Given instruction
Every line from the line containing "the red decorative" through the final line below is to be repeated exactly; no other line is.

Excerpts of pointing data
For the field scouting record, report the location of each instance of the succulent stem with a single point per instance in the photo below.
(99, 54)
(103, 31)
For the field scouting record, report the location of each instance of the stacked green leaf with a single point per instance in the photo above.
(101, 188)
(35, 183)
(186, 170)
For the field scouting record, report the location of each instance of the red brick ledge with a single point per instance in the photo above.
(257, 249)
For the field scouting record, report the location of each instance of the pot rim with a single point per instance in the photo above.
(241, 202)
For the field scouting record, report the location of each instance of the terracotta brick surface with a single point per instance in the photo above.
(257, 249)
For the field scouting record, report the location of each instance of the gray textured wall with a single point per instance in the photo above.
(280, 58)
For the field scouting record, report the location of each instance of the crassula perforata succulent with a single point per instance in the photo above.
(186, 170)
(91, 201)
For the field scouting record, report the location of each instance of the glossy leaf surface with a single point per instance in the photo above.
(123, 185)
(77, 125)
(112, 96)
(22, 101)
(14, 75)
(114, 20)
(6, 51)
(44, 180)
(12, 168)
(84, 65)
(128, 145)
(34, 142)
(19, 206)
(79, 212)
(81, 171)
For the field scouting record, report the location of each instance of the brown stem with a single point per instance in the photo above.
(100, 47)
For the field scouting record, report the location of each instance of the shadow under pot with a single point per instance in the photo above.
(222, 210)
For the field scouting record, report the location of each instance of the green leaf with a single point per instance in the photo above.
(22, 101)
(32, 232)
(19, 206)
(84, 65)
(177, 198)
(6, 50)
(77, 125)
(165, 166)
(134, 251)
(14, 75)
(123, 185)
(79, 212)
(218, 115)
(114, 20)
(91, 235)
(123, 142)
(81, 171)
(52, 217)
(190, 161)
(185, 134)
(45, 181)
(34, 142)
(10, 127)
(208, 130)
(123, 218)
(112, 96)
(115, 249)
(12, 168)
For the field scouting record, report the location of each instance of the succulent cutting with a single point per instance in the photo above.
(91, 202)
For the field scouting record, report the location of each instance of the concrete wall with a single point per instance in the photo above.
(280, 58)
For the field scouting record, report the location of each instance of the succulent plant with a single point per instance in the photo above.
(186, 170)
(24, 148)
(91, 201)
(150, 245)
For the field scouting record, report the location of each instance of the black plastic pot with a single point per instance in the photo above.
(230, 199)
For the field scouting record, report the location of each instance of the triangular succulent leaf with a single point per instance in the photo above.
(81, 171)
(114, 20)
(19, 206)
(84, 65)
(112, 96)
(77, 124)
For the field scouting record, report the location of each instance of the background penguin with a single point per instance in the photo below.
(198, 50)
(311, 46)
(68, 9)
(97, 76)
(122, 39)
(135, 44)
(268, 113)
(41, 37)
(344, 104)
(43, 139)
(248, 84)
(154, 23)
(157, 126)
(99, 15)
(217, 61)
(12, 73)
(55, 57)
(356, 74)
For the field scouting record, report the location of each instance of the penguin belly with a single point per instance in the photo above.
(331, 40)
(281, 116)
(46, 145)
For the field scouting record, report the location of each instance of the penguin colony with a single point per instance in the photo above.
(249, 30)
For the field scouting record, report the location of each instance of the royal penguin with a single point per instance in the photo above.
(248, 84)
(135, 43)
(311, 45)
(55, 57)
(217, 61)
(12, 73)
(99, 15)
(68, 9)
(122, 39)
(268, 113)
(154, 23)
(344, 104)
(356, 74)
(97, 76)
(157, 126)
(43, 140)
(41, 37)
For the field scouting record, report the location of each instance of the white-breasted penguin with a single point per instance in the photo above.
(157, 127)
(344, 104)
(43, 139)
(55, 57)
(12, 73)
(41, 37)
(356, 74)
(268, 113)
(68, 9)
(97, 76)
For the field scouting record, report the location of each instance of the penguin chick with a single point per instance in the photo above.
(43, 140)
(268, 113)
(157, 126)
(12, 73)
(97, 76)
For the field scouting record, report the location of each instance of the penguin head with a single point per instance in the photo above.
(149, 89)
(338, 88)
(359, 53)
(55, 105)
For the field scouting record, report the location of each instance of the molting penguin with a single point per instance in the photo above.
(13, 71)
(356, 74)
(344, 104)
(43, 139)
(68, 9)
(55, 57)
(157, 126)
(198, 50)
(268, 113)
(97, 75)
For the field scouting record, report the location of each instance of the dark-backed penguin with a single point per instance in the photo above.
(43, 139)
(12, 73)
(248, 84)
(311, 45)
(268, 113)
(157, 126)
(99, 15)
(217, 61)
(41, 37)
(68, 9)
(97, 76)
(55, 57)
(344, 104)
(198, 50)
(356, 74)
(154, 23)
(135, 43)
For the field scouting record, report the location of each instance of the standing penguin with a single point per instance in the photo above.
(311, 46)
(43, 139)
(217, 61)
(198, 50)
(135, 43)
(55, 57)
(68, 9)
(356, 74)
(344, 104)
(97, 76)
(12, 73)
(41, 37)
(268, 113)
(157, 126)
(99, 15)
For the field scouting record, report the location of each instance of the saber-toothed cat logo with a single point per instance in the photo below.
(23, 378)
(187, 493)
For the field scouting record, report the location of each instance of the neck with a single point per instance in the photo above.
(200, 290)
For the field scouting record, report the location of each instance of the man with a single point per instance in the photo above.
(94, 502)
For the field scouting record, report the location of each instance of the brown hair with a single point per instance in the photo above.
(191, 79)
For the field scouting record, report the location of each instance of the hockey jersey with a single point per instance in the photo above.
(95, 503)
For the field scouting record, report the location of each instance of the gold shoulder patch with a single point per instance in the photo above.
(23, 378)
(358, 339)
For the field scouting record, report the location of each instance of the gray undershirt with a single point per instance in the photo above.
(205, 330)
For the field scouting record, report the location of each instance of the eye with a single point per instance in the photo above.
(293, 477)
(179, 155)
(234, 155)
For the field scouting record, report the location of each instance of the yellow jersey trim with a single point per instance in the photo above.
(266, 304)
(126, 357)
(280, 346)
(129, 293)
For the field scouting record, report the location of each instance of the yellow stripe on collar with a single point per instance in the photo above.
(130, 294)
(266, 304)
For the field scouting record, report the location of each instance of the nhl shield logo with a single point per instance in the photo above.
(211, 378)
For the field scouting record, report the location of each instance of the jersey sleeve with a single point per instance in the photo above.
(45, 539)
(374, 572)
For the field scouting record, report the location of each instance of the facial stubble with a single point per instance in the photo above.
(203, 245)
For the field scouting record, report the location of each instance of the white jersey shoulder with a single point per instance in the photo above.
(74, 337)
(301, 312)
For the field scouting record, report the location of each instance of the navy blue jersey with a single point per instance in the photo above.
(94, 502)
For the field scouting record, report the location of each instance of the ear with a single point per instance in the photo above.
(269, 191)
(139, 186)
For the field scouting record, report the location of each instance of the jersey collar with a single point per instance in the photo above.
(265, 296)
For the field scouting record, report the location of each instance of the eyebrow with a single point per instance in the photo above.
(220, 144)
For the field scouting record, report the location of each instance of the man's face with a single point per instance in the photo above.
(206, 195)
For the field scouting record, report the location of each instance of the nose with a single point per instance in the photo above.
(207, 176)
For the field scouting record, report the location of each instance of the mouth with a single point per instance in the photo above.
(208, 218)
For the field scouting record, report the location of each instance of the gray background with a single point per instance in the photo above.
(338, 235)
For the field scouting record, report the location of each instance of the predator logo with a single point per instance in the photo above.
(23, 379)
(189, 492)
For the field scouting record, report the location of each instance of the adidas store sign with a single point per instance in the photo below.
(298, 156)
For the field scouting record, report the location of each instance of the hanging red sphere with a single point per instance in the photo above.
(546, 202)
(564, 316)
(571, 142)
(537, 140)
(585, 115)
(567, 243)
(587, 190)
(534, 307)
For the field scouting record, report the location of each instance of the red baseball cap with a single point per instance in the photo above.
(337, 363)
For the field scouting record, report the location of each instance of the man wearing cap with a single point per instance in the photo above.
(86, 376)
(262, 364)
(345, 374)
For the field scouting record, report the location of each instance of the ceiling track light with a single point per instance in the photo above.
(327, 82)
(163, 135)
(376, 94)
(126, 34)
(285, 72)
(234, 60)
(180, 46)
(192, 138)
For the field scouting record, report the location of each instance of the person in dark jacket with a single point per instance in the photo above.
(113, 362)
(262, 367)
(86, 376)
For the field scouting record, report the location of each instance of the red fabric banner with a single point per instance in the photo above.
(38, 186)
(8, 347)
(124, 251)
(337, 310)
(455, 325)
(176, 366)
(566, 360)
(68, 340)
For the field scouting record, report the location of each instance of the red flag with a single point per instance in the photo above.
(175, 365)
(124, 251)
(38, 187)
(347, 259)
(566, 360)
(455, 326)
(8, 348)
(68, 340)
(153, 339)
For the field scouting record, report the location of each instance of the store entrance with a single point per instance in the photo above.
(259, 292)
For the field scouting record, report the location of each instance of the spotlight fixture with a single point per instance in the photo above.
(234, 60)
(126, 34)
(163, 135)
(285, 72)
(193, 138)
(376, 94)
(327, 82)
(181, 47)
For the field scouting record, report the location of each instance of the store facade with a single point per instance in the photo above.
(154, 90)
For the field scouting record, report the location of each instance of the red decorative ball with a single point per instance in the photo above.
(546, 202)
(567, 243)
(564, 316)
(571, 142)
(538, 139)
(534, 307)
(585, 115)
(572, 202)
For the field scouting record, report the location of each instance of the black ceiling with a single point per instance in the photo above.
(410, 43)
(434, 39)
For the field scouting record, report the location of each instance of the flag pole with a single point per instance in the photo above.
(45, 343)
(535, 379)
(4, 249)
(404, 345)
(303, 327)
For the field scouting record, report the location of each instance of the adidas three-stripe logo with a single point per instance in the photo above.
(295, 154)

Right answer
For the field scouting record, report the location of each instance of the red decorative ball with a single point per instance in the photo above.
(546, 202)
(567, 243)
(564, 316)
(571, 142)
(538, 139)
(534, 307)
(585, 115)
(572, 202)
For the field scouting record, report the location of each instance of the black ceiling with a single point per instance in the photo above.
(410, 43)
(434, 39)
For the field scouting record, report the location of each instance of the flag pole with a single point per instance in the photo above.
(45, 343)
(535, 379)
(4, 249)
(404, 345)
(303, 327)
For the field scouting record, report the location of each instance of the adidas three-stripe logo with a single point per instance in the photo above.
(295, 154)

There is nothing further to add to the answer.